» **Written instruction**
Rewrite every line of the material from its beginning through the line containing "xmin=728 ymin=313 xmax=859 ymax=514", both ends included. Keep everything as it is, except shift each bounding-box coordinate in the answers by -149.

Stored entries
★ ★ ★ ★

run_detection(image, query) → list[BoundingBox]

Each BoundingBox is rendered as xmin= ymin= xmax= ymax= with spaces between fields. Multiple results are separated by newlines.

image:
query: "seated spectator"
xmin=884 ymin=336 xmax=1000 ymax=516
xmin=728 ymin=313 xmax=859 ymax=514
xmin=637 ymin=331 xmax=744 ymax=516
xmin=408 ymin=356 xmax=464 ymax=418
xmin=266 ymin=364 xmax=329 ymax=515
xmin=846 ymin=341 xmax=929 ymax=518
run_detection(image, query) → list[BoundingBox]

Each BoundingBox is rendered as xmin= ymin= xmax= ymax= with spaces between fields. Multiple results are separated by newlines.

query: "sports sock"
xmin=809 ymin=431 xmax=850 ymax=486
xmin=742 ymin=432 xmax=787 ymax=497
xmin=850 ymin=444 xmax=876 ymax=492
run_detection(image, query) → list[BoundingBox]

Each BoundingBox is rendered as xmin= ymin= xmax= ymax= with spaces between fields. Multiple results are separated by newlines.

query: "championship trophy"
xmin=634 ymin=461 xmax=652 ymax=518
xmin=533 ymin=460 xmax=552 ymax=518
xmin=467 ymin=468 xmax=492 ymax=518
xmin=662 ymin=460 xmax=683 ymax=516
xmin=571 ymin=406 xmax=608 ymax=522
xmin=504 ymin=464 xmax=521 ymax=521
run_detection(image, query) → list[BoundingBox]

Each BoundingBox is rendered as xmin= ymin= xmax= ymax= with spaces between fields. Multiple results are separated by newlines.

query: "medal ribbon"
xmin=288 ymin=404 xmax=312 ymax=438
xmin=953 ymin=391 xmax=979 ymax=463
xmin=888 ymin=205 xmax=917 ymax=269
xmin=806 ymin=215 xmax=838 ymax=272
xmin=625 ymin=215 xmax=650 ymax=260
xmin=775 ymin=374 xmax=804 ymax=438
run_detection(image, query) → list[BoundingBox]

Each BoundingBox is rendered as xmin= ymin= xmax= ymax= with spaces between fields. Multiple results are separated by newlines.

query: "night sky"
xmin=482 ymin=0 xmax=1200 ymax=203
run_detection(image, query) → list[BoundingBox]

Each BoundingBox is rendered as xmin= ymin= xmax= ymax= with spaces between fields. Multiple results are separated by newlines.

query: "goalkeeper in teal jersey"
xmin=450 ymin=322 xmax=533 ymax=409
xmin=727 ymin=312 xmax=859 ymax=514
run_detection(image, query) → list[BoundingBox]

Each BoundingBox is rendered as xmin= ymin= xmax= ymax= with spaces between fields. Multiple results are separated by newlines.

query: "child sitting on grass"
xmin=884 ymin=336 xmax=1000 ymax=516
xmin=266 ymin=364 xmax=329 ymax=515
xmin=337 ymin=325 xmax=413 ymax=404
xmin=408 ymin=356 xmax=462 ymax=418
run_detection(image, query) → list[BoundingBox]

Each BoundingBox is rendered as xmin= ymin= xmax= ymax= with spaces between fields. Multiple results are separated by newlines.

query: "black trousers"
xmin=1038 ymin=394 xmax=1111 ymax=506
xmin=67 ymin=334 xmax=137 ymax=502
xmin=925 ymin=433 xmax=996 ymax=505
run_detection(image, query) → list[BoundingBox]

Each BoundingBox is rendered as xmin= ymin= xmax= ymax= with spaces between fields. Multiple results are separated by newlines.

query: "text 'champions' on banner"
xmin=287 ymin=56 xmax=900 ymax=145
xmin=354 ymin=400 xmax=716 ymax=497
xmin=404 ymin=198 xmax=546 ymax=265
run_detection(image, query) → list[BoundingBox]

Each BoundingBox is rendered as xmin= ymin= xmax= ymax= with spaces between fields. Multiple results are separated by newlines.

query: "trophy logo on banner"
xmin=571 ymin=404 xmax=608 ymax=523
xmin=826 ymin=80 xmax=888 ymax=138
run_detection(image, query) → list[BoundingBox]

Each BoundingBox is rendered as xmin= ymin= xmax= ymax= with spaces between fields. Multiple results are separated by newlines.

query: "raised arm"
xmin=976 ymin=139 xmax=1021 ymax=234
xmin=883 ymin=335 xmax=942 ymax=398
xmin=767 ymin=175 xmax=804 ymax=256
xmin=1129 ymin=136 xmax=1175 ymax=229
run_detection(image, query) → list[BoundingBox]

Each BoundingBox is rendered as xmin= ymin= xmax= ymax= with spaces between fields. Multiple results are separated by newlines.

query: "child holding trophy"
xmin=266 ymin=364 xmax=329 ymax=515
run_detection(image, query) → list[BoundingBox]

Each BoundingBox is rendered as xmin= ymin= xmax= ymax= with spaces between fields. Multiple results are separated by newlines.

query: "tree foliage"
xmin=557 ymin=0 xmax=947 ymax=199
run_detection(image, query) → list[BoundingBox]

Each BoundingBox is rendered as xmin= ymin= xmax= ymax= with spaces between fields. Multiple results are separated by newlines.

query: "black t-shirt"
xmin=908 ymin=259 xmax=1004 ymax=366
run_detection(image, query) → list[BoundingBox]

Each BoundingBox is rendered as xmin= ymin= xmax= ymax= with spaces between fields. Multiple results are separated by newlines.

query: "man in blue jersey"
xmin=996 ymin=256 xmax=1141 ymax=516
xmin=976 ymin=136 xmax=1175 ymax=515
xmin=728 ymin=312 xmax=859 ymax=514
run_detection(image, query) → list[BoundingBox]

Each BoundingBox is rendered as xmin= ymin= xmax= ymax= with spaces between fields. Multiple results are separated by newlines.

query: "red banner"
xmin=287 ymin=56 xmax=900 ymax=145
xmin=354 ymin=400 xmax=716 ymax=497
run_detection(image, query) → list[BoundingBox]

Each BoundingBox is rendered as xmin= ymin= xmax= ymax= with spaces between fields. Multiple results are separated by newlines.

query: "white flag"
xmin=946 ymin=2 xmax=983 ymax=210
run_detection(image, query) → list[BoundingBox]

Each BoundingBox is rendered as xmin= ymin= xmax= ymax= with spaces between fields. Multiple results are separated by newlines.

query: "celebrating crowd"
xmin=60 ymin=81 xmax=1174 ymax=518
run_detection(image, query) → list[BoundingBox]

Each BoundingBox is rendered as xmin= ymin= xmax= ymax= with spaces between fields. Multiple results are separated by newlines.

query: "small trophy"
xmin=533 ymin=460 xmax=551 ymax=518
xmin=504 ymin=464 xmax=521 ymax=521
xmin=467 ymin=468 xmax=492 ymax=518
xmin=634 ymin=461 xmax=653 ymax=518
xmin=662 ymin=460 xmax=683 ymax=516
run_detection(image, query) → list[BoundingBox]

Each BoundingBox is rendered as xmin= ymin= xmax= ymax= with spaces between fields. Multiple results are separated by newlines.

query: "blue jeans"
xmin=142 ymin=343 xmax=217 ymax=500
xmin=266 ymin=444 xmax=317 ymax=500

★ ★ ★ ★

» **Complete output**
run_detection(image, query) → list[BoundingBox]

Each BoundingBox is rendered as xmin= ymin= xmax= ymax= with spaces between fields. Multiple results are separated by newlines.

image:
query: "seated spectator"
xmin=735 ymin=187 xmax=851 ymax=367
xmin=579 ymin=164 xmax=710 ymax=365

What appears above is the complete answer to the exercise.